_THE PROBLEM:_ Each line from the beginning of the entries below through the line that includes "Task: Could you identify the person wearing" must be returned exactly as given.

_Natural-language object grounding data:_
━━━
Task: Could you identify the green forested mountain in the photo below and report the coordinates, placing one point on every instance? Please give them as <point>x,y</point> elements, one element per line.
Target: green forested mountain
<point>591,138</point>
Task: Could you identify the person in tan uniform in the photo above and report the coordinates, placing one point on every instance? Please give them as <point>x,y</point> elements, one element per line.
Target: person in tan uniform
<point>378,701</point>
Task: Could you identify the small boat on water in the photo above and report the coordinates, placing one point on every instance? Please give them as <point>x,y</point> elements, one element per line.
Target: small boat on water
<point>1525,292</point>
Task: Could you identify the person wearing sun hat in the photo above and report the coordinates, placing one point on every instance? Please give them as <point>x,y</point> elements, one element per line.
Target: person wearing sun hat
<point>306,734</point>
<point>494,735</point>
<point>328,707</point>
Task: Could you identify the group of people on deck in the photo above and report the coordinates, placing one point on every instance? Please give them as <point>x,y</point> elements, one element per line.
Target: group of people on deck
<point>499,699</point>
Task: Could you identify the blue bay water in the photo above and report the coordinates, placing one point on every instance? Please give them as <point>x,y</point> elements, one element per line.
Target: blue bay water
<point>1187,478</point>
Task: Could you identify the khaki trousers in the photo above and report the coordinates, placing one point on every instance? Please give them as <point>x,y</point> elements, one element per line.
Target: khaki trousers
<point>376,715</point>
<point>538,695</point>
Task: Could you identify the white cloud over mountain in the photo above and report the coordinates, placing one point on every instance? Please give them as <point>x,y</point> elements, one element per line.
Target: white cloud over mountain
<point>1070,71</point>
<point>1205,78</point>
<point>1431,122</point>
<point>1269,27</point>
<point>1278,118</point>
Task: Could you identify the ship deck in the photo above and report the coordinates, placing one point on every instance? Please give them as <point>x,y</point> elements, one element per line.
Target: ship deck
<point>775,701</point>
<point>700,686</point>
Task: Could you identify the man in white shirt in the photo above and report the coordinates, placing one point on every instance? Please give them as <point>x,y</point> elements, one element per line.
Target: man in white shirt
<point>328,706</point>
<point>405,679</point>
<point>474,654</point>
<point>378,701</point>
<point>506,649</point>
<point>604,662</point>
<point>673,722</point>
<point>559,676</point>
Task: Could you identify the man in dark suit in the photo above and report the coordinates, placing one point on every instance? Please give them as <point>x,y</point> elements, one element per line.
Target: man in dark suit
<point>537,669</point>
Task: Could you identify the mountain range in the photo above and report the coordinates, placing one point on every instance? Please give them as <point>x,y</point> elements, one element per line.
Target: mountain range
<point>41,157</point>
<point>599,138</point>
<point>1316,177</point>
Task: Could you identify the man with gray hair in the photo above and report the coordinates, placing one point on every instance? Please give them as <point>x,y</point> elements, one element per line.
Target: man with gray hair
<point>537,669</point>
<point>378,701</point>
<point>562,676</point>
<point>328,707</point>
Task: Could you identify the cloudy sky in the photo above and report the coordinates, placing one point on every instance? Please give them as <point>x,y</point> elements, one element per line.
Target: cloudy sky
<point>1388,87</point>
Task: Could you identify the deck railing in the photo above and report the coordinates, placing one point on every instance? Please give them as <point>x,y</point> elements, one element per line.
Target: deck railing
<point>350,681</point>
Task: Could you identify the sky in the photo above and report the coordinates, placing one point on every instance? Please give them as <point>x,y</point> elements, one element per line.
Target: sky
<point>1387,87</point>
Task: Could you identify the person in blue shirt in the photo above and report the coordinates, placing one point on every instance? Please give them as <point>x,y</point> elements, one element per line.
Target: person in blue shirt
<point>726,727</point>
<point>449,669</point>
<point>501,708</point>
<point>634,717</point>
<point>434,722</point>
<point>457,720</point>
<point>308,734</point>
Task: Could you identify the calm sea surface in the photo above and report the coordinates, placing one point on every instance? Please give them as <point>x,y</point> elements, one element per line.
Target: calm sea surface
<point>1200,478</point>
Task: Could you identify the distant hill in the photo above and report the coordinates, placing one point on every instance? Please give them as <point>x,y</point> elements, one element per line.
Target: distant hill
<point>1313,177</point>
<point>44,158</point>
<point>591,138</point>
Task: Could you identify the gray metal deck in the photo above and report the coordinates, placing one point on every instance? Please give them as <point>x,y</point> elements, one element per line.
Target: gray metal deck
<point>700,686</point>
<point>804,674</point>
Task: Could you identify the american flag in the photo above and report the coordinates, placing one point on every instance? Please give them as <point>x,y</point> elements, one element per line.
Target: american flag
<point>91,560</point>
━━━
_PROBLEM SOLUTION:_
Task: Could you identify the green forested mountain in the photo below and report the coordinates, placing one point on every instance? Please give them as <point>x,y</point> elements, one element per line.
Target: green forested mountain
<point>591,138</point>
Task: Could you identify the person in tan uniform in the photo above and report the coordinates, placing one point on every instance? Please give them as <point>x,y</point> elements, one element per line.
Target: person in tan uniform
<point>378,701</point>
Task: Could you identify the small boat on water in the photo above and report the coordinates, placing one point on every instance? Please give them as <point>x,y</point> elements, one element per line.
Target: small boat on water
<point>1525,292</point>
Task: Could you identify the person wearing sun hat in the photo above and report the coordinates, placing one point on every instance? Please give them as <point>x,y</point> elements, one element per line.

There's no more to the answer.